▶

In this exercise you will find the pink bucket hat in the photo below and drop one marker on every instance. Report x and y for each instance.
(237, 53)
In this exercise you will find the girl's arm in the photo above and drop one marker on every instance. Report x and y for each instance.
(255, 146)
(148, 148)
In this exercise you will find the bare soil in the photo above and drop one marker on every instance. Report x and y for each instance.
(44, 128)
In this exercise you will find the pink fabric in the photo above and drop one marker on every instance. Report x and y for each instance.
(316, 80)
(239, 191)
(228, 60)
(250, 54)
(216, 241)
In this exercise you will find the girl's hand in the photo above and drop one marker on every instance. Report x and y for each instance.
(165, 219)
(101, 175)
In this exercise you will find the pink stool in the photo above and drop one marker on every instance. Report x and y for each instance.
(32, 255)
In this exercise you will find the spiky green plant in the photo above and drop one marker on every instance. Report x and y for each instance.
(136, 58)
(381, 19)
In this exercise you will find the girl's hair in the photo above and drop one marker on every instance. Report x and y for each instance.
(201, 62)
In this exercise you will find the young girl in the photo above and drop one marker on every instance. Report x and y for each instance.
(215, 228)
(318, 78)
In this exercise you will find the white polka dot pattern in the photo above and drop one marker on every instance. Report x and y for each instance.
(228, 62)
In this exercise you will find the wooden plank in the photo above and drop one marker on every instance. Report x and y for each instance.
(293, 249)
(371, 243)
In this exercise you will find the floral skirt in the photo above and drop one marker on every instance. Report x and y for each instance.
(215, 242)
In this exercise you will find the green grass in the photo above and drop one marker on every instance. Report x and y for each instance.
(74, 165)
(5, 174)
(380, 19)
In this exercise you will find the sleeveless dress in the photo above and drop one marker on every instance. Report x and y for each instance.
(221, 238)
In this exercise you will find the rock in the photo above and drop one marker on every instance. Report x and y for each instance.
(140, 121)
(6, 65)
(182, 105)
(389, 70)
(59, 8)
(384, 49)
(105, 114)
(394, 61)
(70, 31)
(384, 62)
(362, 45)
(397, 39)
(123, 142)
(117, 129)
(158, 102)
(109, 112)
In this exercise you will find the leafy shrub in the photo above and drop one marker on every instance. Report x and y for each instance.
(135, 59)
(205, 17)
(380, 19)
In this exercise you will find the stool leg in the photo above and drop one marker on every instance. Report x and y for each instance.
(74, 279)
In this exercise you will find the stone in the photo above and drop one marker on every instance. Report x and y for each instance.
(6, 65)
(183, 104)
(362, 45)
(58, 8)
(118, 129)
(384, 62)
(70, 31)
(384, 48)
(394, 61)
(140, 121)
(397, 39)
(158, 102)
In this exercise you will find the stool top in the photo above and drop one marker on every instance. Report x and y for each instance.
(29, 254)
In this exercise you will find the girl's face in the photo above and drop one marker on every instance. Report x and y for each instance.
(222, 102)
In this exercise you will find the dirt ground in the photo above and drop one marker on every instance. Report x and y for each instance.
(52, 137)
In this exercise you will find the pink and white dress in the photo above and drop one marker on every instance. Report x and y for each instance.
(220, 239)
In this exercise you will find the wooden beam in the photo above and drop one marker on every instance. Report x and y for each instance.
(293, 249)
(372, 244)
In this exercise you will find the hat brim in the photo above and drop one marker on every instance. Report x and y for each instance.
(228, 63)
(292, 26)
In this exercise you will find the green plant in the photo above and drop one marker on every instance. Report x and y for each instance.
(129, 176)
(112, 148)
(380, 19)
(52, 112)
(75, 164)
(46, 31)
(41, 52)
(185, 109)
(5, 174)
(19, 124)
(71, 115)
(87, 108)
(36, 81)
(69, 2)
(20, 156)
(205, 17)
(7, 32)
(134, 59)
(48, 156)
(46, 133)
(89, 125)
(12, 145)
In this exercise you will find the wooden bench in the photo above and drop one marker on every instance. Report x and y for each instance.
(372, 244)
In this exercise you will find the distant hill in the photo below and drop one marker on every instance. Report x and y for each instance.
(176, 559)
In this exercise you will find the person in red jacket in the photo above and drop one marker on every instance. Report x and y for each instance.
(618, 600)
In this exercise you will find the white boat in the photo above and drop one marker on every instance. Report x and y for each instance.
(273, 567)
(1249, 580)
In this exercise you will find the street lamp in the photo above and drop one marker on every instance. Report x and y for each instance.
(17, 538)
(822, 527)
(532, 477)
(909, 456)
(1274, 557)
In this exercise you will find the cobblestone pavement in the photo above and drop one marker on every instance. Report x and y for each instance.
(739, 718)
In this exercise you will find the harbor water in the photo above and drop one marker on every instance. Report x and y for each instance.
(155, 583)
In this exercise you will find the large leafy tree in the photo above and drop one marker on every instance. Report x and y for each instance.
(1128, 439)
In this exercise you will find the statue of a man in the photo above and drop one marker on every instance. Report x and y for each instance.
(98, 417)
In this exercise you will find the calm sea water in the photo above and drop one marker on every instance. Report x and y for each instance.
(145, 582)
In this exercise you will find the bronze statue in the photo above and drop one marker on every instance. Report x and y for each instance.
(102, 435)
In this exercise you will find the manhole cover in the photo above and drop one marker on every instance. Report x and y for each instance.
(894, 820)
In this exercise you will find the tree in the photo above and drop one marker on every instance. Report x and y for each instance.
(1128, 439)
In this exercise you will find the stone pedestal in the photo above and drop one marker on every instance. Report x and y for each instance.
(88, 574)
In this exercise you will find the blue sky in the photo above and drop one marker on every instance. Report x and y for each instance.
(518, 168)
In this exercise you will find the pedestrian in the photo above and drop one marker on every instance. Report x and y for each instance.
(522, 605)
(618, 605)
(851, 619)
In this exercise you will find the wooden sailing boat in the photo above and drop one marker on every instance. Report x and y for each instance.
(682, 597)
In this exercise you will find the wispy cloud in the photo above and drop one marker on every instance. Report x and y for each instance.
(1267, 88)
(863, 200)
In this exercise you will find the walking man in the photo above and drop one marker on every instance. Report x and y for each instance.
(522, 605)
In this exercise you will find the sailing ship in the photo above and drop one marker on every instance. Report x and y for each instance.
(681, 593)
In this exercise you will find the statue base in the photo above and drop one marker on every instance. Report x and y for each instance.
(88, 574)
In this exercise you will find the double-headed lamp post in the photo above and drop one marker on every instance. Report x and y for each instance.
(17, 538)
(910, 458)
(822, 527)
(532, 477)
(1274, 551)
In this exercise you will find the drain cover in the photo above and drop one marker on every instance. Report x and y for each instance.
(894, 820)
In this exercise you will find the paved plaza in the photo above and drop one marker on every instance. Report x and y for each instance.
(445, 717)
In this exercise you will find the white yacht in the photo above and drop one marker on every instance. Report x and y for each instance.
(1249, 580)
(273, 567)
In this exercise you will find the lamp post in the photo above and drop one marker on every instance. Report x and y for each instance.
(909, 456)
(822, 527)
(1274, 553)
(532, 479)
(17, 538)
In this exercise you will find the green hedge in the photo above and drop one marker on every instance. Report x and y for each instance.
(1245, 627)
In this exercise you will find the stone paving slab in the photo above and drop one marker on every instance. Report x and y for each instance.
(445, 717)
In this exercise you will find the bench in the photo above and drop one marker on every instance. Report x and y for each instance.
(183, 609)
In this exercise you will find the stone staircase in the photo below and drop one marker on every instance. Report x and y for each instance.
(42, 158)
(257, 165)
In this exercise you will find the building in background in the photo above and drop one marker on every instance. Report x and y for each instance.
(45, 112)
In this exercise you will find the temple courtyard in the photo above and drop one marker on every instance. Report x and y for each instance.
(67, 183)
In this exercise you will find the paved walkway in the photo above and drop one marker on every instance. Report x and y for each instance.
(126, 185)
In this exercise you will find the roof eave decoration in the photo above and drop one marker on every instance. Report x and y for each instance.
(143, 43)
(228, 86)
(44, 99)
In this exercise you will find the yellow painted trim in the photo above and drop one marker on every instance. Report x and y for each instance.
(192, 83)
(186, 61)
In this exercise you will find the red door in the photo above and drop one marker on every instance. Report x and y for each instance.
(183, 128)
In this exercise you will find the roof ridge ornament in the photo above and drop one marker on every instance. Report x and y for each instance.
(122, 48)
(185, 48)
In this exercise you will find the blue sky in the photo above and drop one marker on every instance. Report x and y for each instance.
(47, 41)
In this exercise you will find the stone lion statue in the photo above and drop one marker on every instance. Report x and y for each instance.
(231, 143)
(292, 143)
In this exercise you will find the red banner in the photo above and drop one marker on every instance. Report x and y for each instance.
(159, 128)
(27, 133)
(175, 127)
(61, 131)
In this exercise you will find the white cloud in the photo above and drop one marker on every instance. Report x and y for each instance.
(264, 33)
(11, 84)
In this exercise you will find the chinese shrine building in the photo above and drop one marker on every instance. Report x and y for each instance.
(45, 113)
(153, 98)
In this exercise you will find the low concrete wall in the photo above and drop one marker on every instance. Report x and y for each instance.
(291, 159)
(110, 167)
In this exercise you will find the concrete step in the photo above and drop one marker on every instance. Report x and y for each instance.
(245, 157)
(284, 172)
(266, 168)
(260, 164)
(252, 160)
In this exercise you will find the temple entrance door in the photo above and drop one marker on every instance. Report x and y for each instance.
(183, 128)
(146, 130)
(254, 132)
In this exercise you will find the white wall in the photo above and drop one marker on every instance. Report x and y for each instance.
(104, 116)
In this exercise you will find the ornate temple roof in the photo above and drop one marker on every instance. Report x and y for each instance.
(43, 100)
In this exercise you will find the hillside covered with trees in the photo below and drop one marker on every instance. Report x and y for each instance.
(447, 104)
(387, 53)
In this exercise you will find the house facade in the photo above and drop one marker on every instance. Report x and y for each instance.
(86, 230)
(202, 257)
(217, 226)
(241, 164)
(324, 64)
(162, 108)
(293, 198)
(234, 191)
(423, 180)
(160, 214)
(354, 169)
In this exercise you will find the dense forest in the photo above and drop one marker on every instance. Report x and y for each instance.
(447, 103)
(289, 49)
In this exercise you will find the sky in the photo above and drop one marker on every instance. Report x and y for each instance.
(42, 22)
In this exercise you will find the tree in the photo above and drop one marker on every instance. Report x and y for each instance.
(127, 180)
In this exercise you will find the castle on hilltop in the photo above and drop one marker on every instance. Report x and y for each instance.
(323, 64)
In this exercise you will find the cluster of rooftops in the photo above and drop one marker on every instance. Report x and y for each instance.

◀

PROBLEM REQUIREMENTS
Set down no line except those from the one with "In this exercise you will find the castle" to the last line of the data, inclusive, each exactly as written.

TASK ANSWER
In this exercise you will find the castle on hilltop in the photo above and drop one marker on every instance. Report x and y for each instance.
(323, 64)
In this exercise you will find the cluster of rooftops in the photo above and drop one marker on every instance. Report x and y for each instance.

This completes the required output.